## Parts of the exercise
a: Translate this sentence from the DSS multi-GPU thread into Spanish: "I do not recommend nvidia-docker in your case as it would increase the complexity of your setup for no benefit."
b: Reproduce the passage from the DSS multi-GPU thread starting at "Also, when I" and ending at "for no benefit.".

## Page excerpt
⁂
DSS gives me the option to select both NVIDIA RTX 2080TIs to train, but when I select both GPUs the training session errors out and tells me to reduce the numbers of GPUs. The software allows 1 GPU to run fine. How can I configure DSS to support multiple GPU sessions without errors.
I attached the option of both GPUs selected in addition to the errors.
My python environment is DSS code-envs: python2_7(path) with tensorflow 1.15 and Keras 2.1.5
It works well with one GPU selected.
I also noticed that when I selected one GPU, it still uses a different GPU to train, I also attached that image as well.
Thanks for looking into this.
Could you please send us the full error log (click on the "LOGS" button) as text file attachment? Unfortunately, screenshots do not allow us to diagnose the problem.
The log shows the following message:
2020-05-13 07:52:21.593829: W tensorflow/core/common_runtime/gpu/gpu_device.cc:1641] Cannot dlopen some GPU libraries. Please make sure the missing libraries mentioned above are installed properly if you would like to use GPU. Follow the guide at https://www.tensorflow.org/install/gpu for how to download and setup the required libraries for your platform.
I recommend following the steps highlighted in "Linux setup" on https://www.tensorflow.org/install/gpu.
I verified that CUDA, CUDNN, and Tensorflow RT are installed correctly in the /usr/local/cuda-10.2/lib64 directory.
I reviewed the libraries it could not open,
I currently have 10.2 cuda, so the files are labeled libcuda10.2, etc, however DSS is looking for files like :
Is DSS fixed to version 10.0 so version 10.2 won't be imported?
Also, when I select 1 GPU and it trains, I noticed it selected the GPU I didn't select.
Another solution that I'm thinking of is using a nvidia-docker (i'm still new to containers/dockers on how it works) but is it possible to run an instance of DSS and have it point to nvidia-docker so I can utilize my GPUs correctly?
Specific versions of tensorflow and keras expect different GPU library versions. In the case of Visual ML in DSS, we recommend:
- tensorflow 1.15
- keras 2.3
- CUDA 10.0
- cuDNN 7.6
We will investigate how to support CUDA 10.2 and keep you updated.
I do not recommend nvidia-docker in your case as it would increase the complexity of your setup for no benefit.
Hope it helps,
I think I know why it doesn't recognize the GPUs, the python scripts in DSS are looking for files with lib***10.0 when actually, the filenames in the library are lib***10 which was why it couldn't find it. Renaming the files worked.
⁂
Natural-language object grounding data
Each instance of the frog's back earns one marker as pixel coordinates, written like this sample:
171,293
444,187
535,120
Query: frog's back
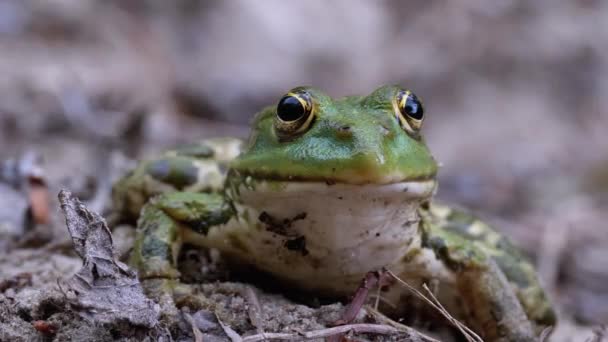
⁂
## Answers by task
a: No recomiendo nvidia-docker en su caso, ya que aumentaría la complejidad de su configuración sin ningún beneficio.

b:
Also, when I select 1 GPU and it trains, I noticed it selected the GPU I didn't select.
Another solution that I'm thinking of is using a nvidia-docker (i'm still new to containers/dockers on how it works) but is it possible to run an instance of DSS and have it point to nvidia-docker so I can utilize my GPUs correctly?
Specific versions of tensorflow and keras expect different GPU library versions. In the case of Visual ML in DSS, we recommend:
- tensorflow 1.15
- keras 2.3
- CUDA 10.0
- cuDNN 7.6
We will investigate how to support CUDA 10.2 and keep you updated.
I do not recommend nvidia-docker in your case as it would increase the complexity of your setup for no benefit.